### GOAL OF THE EXERCISE
The answer must be an exact copy of the lines from the one holding "Target: fingernail" through the final line of the entries, and nothing else.

-------- DATA EXTRACTS --------

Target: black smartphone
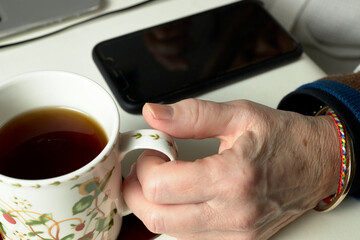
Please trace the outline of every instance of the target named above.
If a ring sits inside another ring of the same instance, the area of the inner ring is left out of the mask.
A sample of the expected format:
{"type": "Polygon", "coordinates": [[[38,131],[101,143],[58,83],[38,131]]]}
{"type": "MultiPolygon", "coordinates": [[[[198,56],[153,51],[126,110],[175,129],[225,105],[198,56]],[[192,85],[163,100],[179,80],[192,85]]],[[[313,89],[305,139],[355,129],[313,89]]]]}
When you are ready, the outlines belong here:
{"type": "Polygon", "coordinates": [[[301,53],[261,2],[240,1],[101,42],[93,58],[120,106],[140,113],[146,102],[194,97],[301,53]]]}

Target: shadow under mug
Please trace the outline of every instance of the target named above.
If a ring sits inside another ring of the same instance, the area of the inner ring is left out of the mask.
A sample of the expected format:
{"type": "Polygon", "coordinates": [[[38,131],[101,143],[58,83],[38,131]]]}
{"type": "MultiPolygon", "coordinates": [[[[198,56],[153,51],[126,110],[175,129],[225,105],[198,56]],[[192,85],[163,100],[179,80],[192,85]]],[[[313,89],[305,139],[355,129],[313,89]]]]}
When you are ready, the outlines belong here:
{"type": "Polygon", "coordinates": [[[134,149],[158,150],[173,160],[175,142],[152,129],[120,133],[114,99],[97,83],[76,74],[32,72],[0,84],[0,126],[20,113],[59,106],[94,118],[108,143],[91,162],[59,177],[25,180],[0,174],[0,235],[4,239],[115,240],[122,216],[129,213],[122,198],[121,160],[134,149]]]}

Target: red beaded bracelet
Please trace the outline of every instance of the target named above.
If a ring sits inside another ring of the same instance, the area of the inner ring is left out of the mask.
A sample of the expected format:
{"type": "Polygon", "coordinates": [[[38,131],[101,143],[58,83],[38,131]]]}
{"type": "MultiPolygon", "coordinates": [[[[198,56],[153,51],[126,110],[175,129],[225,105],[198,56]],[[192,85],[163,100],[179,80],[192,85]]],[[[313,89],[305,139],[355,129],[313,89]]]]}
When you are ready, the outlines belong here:
{"type": "Polygon", "coordinates": [[[322,108],[316,116],[329,115],[334,120],[340,141],[341,167],[338,188],[335,194],[321,200],[315,207],[317,211],[330,211],[340,204],[350,190],[354,175],[355,160],[350,135],[338,115],[329,107],[322,108]]]}

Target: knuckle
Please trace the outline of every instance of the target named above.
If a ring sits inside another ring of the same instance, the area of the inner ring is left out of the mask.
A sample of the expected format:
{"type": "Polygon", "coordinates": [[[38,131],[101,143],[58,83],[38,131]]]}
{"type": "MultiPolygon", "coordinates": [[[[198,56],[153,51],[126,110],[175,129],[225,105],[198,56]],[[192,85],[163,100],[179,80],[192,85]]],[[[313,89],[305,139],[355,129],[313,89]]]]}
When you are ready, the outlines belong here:
{"type": "Polygon", "coordinates": [[[188,98],[182,100],[181,103],[185,106],[184,109],[190,121],[188,125],[194,129],[201,128],[208,121],[209,113],[217,115],[218,112],[218,105],[210,101],[188,98]]]}
{"type": "Polygon", "coordinates": [[[204,102],[198,101],[196,99],[188,99],[189,105],[193,106],[190,111],[190,119],[193,120],[193,127],[197,128],[202,124],[201,117],[203,116],[203,105],[204,102]]]}
{"type": "Polygon", "coordinates": [[[254,190],[261,187],[263,181],[261,172],[262,170],[253,161],[243,163],[243,166],[237,169],[237,173],[232,179],[232,185],[235,185],[238,193],[252,196],[254,190]]]}
{"type": "Polygon", "coordinates": [[[239,106],[242,115],[251,120],[259,131],[267,131],[271,128],[271,116],[264,106],[249,100],[241,100],[239,106]]]}
{"type": "Polygon", "coordinates": [[[239,101],[239,106],[242,109],[243,112],[249,114],[249,115],[254,115],[255,113],[257,113],[256,111],[256,107],[255,107],[255,103],[249,100],[240,100],[239,101]]]}
{"type": "Polygon", "coordinates": [[[226,198],[241,199],[243,201],[251,202],[254,199],[257,199],[257,193],[253,190],[254,187],[252,187],[252,185],[255,184],[252,182],[248,184],[246,181],[247,180],[244,181],[242,178],[238,177],[226,179],[223,182],[218,183],[218,193],[226,198]]]}
{"type": "Polygon", "coordinates": [[[144,197],[150,202],[157,202],[160,198],[161,181],[153,177],[146,181],[143,186],[144,197]]]}
{"type": "Polygon", "coordinates": [[[217,157],[220,158],[220,156],[212,156],[206,164],[203,164],[211,176],[210,179],[213,180],[211,184],[214,191],[223,196],[241,199],[254,199],[258,193],[261,193],[264,185],[263,170],[254,161],[236,163],[236,159],[232,161],[231,158],[237,158],[237,156],[230,154],[226,156],[227,162],[233,164],[226,166],[221,159],[216,161],[217,157]]]}
{"type": "Polygon", "coordinates": [[[201,124],[203,104],[203,101],[194,98],[181,100],[179,105],[174,105],[174,107],[179,107],[178,111],[175,111],[175,113],[181,115],[186,114],[187,125],[196,128],[201,124]]]}
{"type": "Polygon", "coordinates": [[[255,233],[258,228],[258,223],[262,218],[261,207],[252,205],[247,207],[244,214],[236,217],[231,224],[231,229],[246,233],[255,233]]]}

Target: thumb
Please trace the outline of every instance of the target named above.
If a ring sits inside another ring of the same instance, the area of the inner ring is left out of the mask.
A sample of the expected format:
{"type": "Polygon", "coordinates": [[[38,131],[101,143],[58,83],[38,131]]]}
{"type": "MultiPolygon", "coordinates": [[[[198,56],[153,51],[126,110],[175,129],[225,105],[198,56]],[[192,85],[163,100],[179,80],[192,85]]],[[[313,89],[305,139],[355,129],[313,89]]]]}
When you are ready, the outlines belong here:
{"type": "Polygon", "coordinates": [[[203,139],[226,135],[235,114],[232,104],[186,99],[174,104],[146,103],[143,116],[153,128],[176,138],[203,139]]]}

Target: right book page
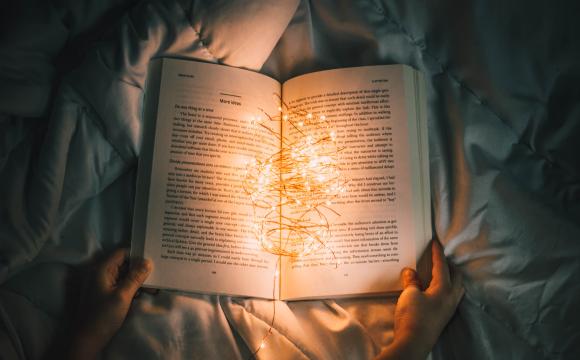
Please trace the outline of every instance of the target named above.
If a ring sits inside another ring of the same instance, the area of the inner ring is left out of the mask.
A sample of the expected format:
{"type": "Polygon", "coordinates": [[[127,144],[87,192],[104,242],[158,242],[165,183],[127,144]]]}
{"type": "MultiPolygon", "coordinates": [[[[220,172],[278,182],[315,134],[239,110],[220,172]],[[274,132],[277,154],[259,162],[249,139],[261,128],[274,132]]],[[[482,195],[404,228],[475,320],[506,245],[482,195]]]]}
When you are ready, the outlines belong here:
{"type": "MultiPolygon", "coordinates": [[[[404,65],[321,71],[288,80],[290,108],[335,131],[347,191],[327,211],[332,235],[309,256],[282,260],[281,298],[383,294],[431,237],[424,82],[404,65]]],[[[291,126],[287,137],[301,136],[291,126]]]]}

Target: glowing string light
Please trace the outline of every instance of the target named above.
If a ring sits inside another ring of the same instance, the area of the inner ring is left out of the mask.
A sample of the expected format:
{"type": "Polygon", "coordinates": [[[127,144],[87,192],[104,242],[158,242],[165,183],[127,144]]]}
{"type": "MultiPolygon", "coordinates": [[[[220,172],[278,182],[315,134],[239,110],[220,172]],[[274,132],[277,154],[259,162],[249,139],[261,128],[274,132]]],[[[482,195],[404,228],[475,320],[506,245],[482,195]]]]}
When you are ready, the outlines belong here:
{"type": "MultiPolygon", "coordinates": [[[[303,259],[327,247],[331,236],[327,214],[336,213],[330,207],[333,200],[346,190],[338,155],[342,148],[323,114],[290,108],[282,103],[277,116],[263,112],[252,117],[280,142],[280,150],[264,159],[252,159],[246,165],[244,191],[254,209],[253,231],[264,251],[279,256],[273,277],[273,294],[279,273],[280,256],[303,259]],[[283,123],[283,124],[282,124],[283,123]],[[274,129],[284,127],[285,134],[274,129]]],[[[276,302],[267,333],[252,357],[266,347],[276,317],[276,302]]]]}
{"type": "Polygon", "coordinates": [[[327,215],[336,214],[330,206],[344,193],[346,181],[338,162],[342,149],[326,116],[286,104],[284,108],[278,116],[264,113],[263,121],[255,117],[256,125],[278,138],[281,149],[251,161],[243,185],[252,200],[262,249],[297,258],[325,247],[330,236],[327,215]],[[289,134],[274,130],[282,121],[289,134]]]}

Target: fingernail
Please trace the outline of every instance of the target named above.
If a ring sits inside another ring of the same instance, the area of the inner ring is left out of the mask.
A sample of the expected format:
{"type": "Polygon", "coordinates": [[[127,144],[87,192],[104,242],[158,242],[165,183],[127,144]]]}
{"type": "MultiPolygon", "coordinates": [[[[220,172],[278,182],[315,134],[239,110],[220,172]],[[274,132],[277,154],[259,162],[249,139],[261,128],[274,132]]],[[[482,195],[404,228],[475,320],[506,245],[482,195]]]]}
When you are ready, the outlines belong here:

--------

### SOLVED PROBLEM
Target: fingernail
Please trace the outline of every instance of the target named above.
If a ring sits inside another ring of the same instance, the area of the inner ring is left out of the mask.
A sample of the expected format:
{"type": "Polygon", "coordinates": [[[127,144],[87,192],[104,242],[158,242],[165,183],[127,144]]]}
{"type": "MultiPolygon", "coordinates": [[[[220,172],[278,182],[315,134],[239,110],[220,172]],[[274,132],[277,154],[259,162],[249,139],[261,128],[274,132]]],[[[482,195],[404,228],[475,320],[506,245],[482,195]]]]}
When you are ready, the outlines belong here:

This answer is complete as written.